Please show every line of the material below that contains the word "wall", copying each line in full. Match case exactly.

> Record excerpts

┄┄┄┄┄┄┄┄┄┄

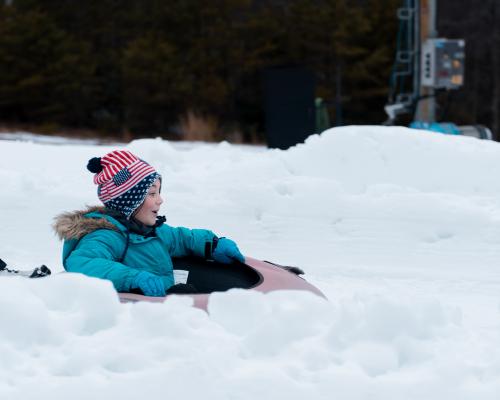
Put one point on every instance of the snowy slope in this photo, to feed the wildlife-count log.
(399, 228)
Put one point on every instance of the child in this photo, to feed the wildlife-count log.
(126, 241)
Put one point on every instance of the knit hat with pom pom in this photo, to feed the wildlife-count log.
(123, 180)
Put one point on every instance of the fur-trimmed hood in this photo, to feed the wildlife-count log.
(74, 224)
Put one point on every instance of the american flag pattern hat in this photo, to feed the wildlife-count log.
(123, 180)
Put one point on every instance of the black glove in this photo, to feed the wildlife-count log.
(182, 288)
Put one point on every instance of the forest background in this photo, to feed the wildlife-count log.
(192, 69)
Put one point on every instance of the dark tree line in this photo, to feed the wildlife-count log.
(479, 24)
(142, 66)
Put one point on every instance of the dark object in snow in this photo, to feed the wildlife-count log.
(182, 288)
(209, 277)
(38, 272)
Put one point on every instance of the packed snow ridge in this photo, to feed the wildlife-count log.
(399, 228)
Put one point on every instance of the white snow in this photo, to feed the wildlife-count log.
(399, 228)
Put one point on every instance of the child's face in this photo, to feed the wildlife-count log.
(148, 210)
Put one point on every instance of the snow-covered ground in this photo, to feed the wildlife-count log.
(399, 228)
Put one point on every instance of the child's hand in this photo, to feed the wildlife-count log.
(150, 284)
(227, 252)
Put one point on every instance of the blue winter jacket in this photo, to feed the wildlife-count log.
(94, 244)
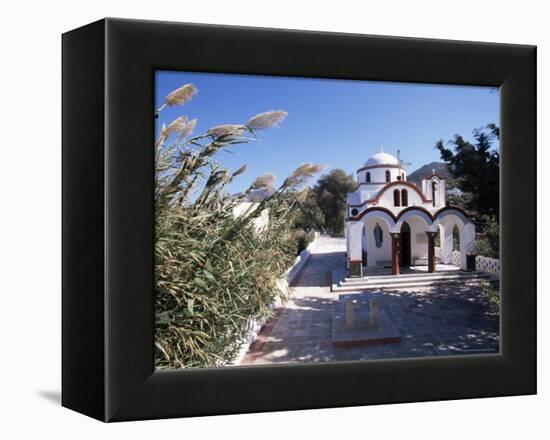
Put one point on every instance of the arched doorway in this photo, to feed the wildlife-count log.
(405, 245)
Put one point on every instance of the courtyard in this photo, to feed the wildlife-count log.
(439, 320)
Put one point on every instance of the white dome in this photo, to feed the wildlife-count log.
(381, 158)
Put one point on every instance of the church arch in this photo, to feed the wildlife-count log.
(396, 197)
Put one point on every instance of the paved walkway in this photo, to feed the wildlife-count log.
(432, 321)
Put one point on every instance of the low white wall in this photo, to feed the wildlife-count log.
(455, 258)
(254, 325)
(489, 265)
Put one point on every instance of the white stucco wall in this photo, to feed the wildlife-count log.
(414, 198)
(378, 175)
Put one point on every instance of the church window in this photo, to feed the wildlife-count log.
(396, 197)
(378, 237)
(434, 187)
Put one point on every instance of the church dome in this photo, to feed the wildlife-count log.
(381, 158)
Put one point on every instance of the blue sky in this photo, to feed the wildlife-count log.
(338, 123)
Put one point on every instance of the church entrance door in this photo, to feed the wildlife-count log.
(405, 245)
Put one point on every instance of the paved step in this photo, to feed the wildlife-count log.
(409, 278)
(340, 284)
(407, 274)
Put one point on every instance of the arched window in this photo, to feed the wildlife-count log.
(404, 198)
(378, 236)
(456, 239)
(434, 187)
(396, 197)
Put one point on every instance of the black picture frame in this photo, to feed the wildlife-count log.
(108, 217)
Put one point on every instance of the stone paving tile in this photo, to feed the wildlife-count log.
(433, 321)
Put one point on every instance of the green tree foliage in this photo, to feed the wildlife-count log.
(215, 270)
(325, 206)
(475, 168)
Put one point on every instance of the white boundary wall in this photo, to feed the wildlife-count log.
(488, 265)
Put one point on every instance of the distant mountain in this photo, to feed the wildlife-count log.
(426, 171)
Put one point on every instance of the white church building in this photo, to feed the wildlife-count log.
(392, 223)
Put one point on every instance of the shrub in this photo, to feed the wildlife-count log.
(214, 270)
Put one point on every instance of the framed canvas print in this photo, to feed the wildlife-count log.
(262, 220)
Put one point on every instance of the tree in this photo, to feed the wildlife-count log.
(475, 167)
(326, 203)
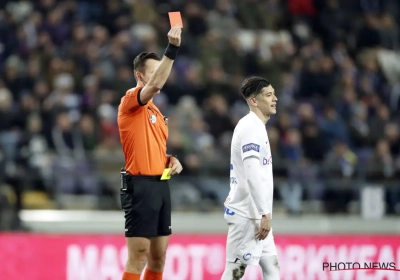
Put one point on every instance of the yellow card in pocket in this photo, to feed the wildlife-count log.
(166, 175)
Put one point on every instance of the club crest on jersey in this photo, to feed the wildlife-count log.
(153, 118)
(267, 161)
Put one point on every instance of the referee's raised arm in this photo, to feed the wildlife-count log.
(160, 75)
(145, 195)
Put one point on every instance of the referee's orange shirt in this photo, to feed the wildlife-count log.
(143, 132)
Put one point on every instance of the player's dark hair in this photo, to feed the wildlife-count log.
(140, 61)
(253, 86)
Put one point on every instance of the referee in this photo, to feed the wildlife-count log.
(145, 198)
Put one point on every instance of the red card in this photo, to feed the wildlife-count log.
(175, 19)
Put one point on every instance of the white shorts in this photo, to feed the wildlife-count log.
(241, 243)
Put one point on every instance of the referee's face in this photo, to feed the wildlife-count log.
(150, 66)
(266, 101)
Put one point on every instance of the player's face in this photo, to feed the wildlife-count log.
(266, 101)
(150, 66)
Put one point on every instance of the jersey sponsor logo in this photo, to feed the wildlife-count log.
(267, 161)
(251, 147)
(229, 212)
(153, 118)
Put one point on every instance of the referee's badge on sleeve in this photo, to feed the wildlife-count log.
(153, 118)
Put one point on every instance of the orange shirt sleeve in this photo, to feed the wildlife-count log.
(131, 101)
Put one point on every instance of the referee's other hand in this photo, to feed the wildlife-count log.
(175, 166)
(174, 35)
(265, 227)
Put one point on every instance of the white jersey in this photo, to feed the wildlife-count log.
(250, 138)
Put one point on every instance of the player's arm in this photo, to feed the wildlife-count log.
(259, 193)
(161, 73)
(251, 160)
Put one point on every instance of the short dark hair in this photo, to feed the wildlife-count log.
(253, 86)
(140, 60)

┄┄┄┄┄┄┄┄┄┄

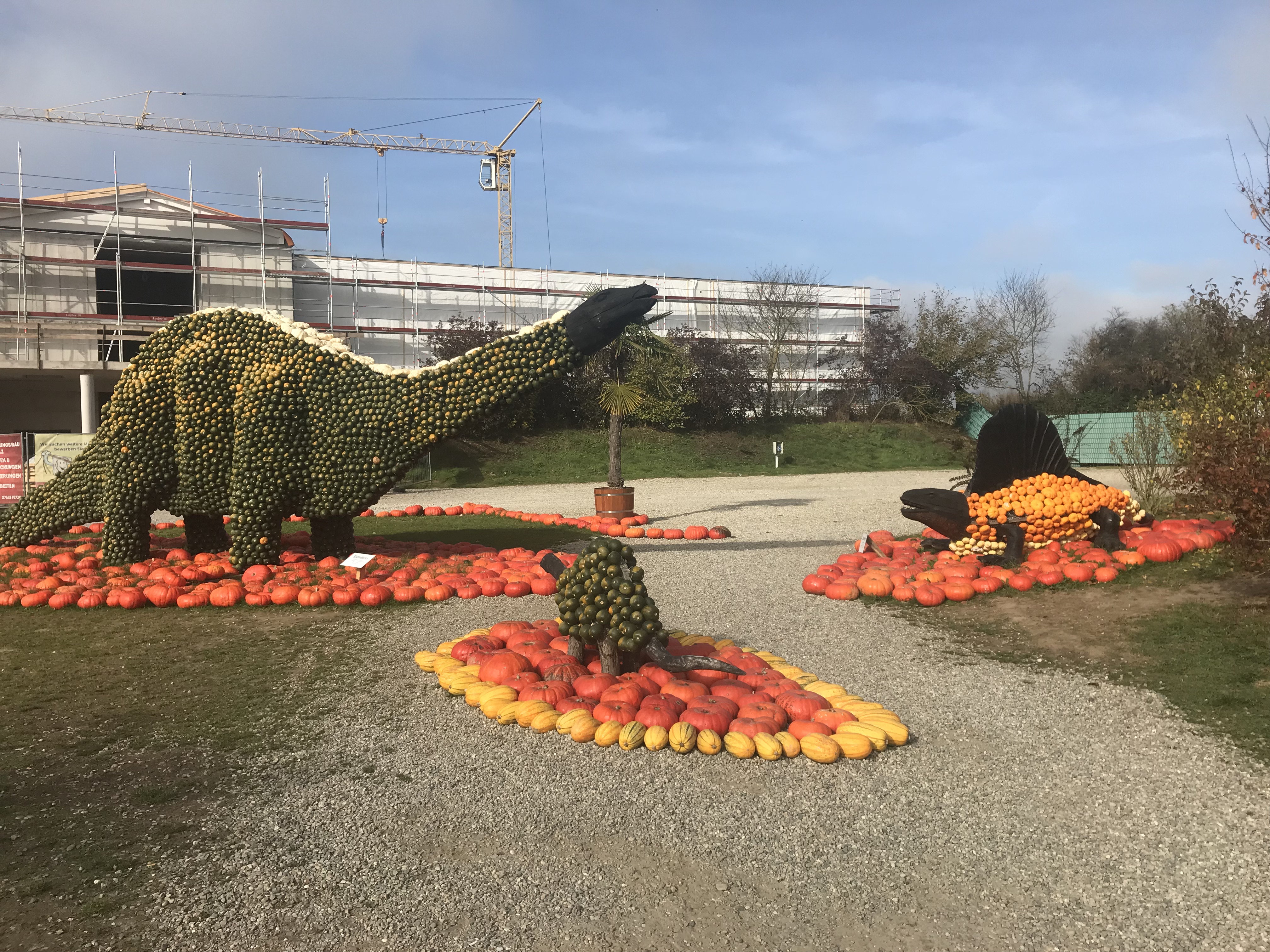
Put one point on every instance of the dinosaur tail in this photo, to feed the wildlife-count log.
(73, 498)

┄┄┄┄┄┄┄┄┄┄

> Task output
Put one point on every instance of the low white wall in this photo, to feed the wildlife-count log.
Put one point on every instance of the white stucco wall in this photo, to feed the wildlife-count log.
Put one point on every instance of the white boundary wall in this photo, to feed the wildlife-count log.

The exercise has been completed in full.